Take the part of the listing that opens with the line containing "Please find white stripe on shorts" and closes with the line containing "[264,251,288,311]", and swap "white stripe" for "pale stripe". Return only those lines, with everything else left unchanged.

Entries supplied ::
_ _ _ _

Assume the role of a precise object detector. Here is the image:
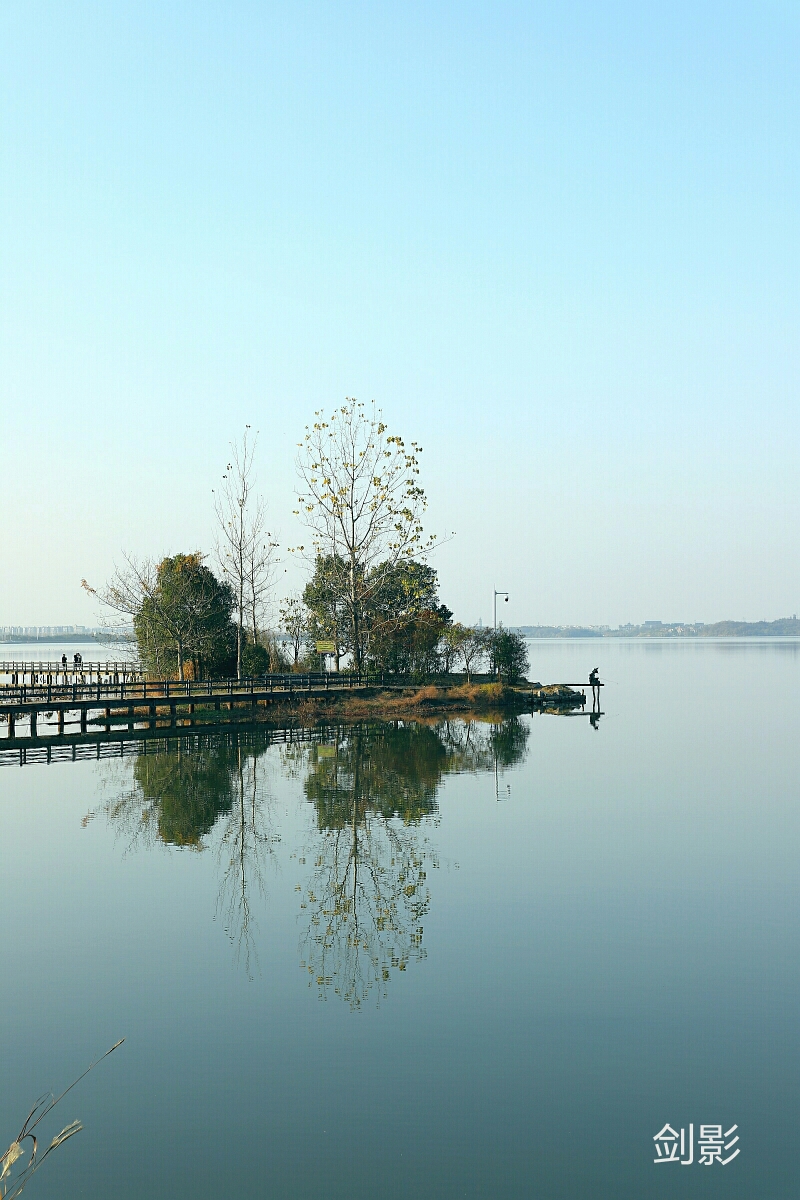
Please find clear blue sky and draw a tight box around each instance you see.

_ _ _ _

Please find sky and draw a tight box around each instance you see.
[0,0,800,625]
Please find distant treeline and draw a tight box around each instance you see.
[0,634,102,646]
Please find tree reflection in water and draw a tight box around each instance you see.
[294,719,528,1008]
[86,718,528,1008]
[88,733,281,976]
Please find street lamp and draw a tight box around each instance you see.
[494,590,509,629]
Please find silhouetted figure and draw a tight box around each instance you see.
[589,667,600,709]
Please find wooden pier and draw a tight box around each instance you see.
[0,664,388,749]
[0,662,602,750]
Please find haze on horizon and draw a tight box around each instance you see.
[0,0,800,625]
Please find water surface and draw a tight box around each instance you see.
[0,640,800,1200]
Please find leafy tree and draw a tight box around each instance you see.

_ _ _ _

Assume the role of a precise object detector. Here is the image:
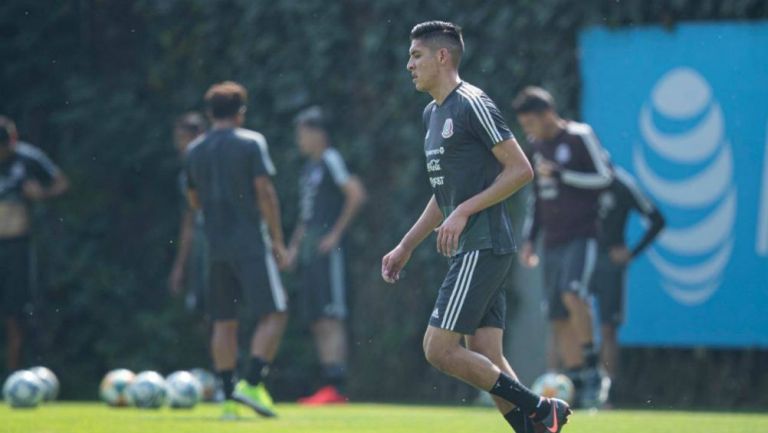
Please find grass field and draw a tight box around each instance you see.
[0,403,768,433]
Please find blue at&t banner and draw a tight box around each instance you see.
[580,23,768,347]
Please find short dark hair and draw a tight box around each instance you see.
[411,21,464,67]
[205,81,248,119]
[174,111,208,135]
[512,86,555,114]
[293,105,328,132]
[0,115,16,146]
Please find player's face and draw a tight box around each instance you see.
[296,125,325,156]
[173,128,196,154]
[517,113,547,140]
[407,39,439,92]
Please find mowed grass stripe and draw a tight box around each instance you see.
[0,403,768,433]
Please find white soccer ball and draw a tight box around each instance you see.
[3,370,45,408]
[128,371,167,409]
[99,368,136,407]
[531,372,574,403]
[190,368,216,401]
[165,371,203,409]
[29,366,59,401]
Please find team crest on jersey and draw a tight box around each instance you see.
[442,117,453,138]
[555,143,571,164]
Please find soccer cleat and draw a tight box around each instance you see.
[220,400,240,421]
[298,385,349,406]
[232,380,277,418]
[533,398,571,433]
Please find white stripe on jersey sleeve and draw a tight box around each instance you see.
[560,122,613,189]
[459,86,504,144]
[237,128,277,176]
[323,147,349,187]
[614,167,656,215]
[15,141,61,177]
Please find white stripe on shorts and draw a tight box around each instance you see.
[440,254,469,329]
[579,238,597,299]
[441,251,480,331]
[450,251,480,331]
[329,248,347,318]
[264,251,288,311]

_ _ _ _

Response to this exercise ::
Please find pale stripe on shorts and draw a tight box around each instance you see.
[440,254,469,329]
[579,238,597,299]
[441,251,480,331]
[450,251,480,331]
[329,248,347,318]
[264,251,288,311]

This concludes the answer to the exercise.